SUPPLIED TEXT:
EP by The Orchestra (For Now)
- Released: 31 October 2025
- Studio: Chale Abbey Studios, The Church Studios
- Genre: Progressive rock; post-rock;
- Length: 24:41
- Label: Self-published
- Producer: Baláza Altsach

The Orchestra (For Now) chronology
| Plan 75 (2025) | Plan 76 (2025) |  |

Singles from Plan 76
- "Hattrick" Released: 5 September 2025; "Deplore You / Farmers Market" Released: 9 October 2025;

= Plan 76 =

2025 EP by The Orchestra (For Now)

Plan 76 is an extended play by English progressive rock band The Orchestra (For Now). It was self-published by the band and released on 31 October 2025. Two singles were released in promotion of the EP; "Hattrick" on 5 September and "Deplore You / Farmers Market" on 9 October. The EP was received positively by critics, who described it as a solid evolution of the sound from their debut, Plan 75.

== Background ==
The Orchestra (For Now) is a seven-piece band from London consisting of vocalist and pianist Joseph Scarisbrick, cellist Erin Snape, guitarists Bill Bickerstaff and Neil Thomson, violinist Lingling Bao-Smith, bassist Millie Kirby and drummer Charlie Hancock. The band released their debut EP, Plan 75 on 28 March 2025. The band's sound has been described as "London prog".

RECORDS:

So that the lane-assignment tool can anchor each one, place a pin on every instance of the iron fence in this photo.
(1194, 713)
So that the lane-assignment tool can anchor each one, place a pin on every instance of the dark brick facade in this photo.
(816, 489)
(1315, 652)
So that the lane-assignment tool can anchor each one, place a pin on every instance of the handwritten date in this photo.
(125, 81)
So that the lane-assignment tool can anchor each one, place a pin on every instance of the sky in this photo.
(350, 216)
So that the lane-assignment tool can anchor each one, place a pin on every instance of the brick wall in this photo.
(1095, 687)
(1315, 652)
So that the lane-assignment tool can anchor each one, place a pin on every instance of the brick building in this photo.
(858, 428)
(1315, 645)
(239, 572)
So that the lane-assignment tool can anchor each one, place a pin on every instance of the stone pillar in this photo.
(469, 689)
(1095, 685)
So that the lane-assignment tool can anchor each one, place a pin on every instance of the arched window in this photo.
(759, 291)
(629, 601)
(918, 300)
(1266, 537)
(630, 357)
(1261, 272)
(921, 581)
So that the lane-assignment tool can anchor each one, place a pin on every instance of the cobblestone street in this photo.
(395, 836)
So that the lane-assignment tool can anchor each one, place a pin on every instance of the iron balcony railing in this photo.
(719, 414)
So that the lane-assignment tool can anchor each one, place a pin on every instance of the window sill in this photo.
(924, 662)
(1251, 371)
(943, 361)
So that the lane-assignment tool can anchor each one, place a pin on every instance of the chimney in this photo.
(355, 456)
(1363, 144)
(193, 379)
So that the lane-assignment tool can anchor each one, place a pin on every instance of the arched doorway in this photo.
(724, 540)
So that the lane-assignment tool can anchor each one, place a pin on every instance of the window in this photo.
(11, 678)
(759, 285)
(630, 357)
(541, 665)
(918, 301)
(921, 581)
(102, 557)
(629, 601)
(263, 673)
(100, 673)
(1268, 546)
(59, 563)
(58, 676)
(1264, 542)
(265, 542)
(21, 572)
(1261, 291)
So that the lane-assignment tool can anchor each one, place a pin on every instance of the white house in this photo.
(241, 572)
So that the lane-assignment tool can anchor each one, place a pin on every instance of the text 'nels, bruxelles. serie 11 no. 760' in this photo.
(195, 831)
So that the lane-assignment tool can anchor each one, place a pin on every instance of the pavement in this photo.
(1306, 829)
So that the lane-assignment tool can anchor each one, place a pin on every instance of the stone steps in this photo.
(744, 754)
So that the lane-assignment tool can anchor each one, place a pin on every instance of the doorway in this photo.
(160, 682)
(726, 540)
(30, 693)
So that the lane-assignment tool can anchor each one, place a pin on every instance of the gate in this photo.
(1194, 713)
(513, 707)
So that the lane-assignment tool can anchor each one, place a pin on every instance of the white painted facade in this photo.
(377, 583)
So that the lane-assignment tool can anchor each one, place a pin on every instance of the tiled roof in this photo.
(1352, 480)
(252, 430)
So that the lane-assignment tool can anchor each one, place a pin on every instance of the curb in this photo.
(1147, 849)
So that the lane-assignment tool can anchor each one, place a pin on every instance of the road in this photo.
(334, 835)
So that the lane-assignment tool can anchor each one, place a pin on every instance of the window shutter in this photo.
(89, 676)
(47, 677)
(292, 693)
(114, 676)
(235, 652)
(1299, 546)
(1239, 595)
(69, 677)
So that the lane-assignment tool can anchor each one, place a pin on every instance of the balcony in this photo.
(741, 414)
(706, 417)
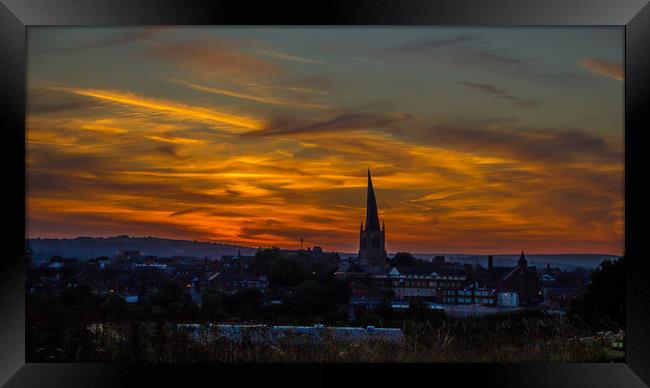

JOBS:
(A) Copy word for word the part of the Plan 76 article that opens with the words containing "The Orchestra (For Now) chronology" and closes with "2025 EP by The Orchestra (For Now)".
(B) According to the Plan 76 article, on what date did the band release their debut EP, Plan 75?
The material here has nothing to do with what you're asked to do.

RESPONSES TO THE EXERCISE:
(A)
The Orchestra (For Now) chronology
| Plan 75 (2025) | Plan 76 (2025) |  |

Singles from Plan 76
- "Hattrick" Released: 5 September 2025; "Deplore You / Farmers Market" Released: 9 October 2025;

= Plan 76 =

2025 EP by The Orchestra (For Now)

(B) 28 March 2025